--- What you will do ---
Please start at the first line of the records beneath and quote each line exactly, ending with the line containing "negative clicks: (219, 560) (284, 501)".

####################

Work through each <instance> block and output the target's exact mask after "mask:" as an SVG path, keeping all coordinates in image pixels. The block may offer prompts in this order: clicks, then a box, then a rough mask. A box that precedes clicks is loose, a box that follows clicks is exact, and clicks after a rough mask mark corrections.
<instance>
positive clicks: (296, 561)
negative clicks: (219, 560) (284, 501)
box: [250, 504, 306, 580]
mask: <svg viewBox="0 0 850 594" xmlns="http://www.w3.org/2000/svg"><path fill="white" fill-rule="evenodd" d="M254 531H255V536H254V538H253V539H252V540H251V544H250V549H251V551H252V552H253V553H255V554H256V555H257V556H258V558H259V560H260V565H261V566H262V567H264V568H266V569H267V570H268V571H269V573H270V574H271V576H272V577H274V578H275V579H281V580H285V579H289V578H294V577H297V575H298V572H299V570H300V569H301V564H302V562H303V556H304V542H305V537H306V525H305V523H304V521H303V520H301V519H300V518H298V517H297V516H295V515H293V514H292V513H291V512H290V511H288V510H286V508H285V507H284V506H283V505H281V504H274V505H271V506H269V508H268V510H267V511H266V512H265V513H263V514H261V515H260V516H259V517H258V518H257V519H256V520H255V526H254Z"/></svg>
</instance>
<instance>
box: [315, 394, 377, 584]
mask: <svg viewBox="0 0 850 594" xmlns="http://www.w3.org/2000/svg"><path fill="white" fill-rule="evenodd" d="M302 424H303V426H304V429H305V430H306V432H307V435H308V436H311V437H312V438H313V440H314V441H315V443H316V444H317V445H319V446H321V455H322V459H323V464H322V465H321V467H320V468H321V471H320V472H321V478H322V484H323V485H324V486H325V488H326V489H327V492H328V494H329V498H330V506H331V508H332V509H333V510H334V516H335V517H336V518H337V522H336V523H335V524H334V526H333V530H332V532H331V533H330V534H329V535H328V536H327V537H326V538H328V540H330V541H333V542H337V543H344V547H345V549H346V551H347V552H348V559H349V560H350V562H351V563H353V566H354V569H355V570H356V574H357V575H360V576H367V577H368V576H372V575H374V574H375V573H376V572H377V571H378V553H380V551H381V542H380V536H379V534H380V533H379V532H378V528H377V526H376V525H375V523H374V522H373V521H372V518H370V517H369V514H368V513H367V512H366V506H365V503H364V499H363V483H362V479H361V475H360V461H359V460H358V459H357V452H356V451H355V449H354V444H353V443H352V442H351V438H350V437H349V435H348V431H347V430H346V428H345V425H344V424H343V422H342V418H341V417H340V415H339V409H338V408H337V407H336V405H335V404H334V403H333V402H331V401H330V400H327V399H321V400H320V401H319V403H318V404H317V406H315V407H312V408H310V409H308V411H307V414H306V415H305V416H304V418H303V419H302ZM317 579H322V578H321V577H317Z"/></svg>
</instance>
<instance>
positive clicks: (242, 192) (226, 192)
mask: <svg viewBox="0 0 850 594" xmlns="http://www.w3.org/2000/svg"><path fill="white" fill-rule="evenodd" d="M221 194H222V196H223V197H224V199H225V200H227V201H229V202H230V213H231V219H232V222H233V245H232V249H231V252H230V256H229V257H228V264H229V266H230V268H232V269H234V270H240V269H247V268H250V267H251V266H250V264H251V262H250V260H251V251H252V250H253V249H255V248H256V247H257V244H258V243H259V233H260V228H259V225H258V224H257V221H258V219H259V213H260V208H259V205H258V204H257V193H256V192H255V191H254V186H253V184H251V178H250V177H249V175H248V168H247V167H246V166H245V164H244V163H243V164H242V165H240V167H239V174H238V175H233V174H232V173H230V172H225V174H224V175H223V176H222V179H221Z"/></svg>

####################

--- Expected answer ---
Work through each <instance> block and output the target's exact mask after "mask:" as an SVG path, keeping all coordinates in image pixels. The block may offer prompts in this order: clicks, then a box, then a rough mask. A box that precedes clicks is loose, a box that follows clicks is exact, and clicks after a rough mask mark corrections.
<instance>
positive clicks: (296, 561)
negative clicks: (219, 560) (284, 501)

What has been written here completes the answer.